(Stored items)
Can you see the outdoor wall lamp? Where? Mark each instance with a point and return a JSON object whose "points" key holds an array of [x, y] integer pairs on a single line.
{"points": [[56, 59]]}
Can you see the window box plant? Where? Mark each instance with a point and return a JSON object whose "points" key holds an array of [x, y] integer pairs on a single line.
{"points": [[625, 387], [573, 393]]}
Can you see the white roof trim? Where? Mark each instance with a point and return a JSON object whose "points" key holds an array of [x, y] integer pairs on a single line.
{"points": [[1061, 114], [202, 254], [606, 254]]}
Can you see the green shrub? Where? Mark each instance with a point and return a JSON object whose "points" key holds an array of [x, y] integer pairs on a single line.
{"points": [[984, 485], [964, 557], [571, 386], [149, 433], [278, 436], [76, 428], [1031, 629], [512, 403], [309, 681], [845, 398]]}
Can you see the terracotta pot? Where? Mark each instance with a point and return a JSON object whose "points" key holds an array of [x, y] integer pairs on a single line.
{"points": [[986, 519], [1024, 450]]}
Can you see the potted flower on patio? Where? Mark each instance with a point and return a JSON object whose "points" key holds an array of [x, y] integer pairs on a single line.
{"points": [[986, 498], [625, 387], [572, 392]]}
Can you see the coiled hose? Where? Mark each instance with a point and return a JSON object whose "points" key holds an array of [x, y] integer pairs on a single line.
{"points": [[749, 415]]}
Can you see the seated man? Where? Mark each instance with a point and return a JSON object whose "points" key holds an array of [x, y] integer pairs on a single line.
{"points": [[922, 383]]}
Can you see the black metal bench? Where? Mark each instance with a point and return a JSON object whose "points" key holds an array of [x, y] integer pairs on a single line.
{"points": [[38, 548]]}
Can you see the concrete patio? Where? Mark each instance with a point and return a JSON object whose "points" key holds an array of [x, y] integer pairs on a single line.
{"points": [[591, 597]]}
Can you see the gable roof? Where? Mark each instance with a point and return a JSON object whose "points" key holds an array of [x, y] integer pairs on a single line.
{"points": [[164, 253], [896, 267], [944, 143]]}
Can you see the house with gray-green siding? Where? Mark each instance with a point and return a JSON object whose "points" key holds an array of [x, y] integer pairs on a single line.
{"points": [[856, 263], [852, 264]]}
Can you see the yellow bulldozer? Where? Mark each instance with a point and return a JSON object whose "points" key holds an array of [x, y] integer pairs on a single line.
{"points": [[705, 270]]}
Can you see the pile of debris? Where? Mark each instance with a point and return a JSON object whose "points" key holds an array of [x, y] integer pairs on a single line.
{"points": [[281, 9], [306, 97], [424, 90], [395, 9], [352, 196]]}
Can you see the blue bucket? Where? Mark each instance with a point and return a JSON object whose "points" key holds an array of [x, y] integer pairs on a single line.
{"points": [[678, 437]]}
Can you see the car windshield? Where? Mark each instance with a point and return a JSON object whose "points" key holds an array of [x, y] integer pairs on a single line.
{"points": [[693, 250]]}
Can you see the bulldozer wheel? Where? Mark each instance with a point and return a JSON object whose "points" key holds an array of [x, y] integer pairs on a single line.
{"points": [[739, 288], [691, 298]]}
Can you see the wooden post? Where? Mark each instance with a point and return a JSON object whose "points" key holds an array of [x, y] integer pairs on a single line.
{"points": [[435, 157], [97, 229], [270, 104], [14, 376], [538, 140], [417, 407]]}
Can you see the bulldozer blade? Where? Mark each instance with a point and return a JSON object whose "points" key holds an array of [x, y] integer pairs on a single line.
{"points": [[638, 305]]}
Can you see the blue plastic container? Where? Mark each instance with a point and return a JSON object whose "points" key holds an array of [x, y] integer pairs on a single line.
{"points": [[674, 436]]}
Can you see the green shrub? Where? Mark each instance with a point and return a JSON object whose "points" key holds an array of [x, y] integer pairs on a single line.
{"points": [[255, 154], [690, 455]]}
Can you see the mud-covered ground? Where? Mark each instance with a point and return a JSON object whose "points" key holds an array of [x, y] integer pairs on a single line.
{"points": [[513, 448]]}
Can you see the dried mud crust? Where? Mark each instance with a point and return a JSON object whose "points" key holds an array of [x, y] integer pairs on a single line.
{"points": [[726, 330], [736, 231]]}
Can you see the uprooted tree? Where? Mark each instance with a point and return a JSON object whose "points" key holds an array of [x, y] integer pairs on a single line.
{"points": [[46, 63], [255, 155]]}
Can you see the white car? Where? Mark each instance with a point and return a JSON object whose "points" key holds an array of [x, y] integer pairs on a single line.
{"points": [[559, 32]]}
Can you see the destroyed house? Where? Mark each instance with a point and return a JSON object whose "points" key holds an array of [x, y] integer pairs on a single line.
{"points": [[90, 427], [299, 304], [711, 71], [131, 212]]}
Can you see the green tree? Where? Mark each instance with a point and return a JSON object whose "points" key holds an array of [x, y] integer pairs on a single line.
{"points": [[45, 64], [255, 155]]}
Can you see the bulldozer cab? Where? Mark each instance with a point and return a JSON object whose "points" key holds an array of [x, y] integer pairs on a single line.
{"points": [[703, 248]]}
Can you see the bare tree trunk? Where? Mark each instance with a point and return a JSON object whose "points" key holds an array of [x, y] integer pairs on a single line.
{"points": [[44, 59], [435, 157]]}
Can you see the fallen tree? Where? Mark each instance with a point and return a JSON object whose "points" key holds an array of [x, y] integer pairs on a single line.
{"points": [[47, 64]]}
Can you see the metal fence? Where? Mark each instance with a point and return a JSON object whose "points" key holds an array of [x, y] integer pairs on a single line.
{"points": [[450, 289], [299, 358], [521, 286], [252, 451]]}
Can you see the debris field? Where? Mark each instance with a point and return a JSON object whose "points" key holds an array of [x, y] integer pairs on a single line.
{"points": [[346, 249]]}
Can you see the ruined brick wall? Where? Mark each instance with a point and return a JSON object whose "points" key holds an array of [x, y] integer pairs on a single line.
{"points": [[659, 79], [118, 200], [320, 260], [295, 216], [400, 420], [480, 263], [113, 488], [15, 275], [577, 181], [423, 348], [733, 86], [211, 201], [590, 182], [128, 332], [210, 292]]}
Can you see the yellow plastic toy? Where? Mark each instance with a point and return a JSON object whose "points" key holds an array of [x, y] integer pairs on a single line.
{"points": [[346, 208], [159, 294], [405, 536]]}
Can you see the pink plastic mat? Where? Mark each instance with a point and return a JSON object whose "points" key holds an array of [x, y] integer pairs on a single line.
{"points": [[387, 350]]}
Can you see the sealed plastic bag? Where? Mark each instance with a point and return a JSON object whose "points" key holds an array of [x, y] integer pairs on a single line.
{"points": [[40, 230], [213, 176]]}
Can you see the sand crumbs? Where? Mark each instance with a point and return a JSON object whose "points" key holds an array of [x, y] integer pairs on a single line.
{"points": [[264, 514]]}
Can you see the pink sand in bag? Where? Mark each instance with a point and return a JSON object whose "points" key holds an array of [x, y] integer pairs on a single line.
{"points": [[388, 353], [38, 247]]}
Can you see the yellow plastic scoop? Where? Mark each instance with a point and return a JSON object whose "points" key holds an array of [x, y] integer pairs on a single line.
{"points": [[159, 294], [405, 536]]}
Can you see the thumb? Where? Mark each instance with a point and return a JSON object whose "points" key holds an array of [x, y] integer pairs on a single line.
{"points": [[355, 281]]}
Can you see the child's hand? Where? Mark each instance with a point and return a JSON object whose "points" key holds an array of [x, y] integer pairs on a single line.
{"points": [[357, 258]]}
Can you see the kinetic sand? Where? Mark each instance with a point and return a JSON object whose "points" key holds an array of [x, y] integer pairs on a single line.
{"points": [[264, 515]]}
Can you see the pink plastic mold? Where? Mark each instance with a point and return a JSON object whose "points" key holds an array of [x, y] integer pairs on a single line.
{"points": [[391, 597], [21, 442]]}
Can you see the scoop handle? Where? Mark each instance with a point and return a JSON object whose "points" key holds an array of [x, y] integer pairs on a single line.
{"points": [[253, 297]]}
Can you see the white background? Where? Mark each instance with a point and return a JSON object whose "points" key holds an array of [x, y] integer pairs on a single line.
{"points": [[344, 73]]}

## [WRITTEN REQUEST]
Retype exactly, please, each line from the line that contains "Can you see the pink plastic mat?" through the last line of the entries above, with nothing added.

## [SOLUTION TO THIS EXERCISE]
Can you see the pink plastic mat? Where? Mark each instance with a point and return a JSON object whose "points" key holds an array of [x, y] integer pairs on a single line.
{"points": [[387, 350]]}
Can you see the sealed plastic bag? Where? Mark each instance with a point and return a JSON object whose "points" key holds an array of [x, y] integer pairs on a single line.
{"points": [[40, 230], [213, 176]]}
Can you see the sand crumbs? Where? Mark each instance with a point and return a JSON object whose "points" key holds an array of [x, y] integer pairs on a single line.
{"points": [[264, 514]]}
Can you see the pink sand in bag? Where? Mark each instance with a point and return a JSON object whose "points" key holds an array of [x, y] integer pairs on a single line.
{"points": [[388, 353], [38, 247]]}
Can you see the yellow plastic scoop? Where? Mark each instance with a point and return a JSON object whose "points" key holds an array of [x, y] integer pairs on a single line.
{"points": [[159, 294], [405, 536]]}
Can you see the thumb? Where? Mark each instance with a point and return a JSON object whose "points" key holds an array of [x, y] integer pairs on a single line.
{"points": [[355, 281]]}
Can you see the child's hand? Where? Mark each instance with a point and return a JSON object whose "points" key holds an array of [x, y] integer pairs on a single line.
{"points": [[357, 258]]}
Can you see the kinetic sand? Where? Mark each instance with a point and return a JSON object whose "points" key holds an array of [x, y] integer pairs on a single line.
{"points": [[264, 515]]}
Can you see the pink plastic mold? Where? Mark each instance with a point and return a JSON object whose "points" key holds an array of [x, y] integer pairs on a single line.
{"points": [[391, 597], [21, 442]]}
Can you see the scoop handle? Where? Mark each instance with a point and return a JSON object whose "points" key holds an array of [x, y] integer pairs on a single line.
{"points": [[253, 297]]}
Can you see the white background? Where? Mark each instance with a point and return a JSON object whose "points" key holds an array of [x, y] integer pairs on a single line.
{"points": [[344, 73]]}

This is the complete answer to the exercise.